> SUPPLIED RECORDS
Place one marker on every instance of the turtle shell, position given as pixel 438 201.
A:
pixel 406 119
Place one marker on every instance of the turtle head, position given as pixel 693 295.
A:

> TASK
If a line in the records contains "turtle", report it.

> RESPONSE BELOW
Place one marker on every instance of the turtle shell, position given as pixel 438 201.
Place one marker on every instance of the turtle head, position given as pixel 693 295.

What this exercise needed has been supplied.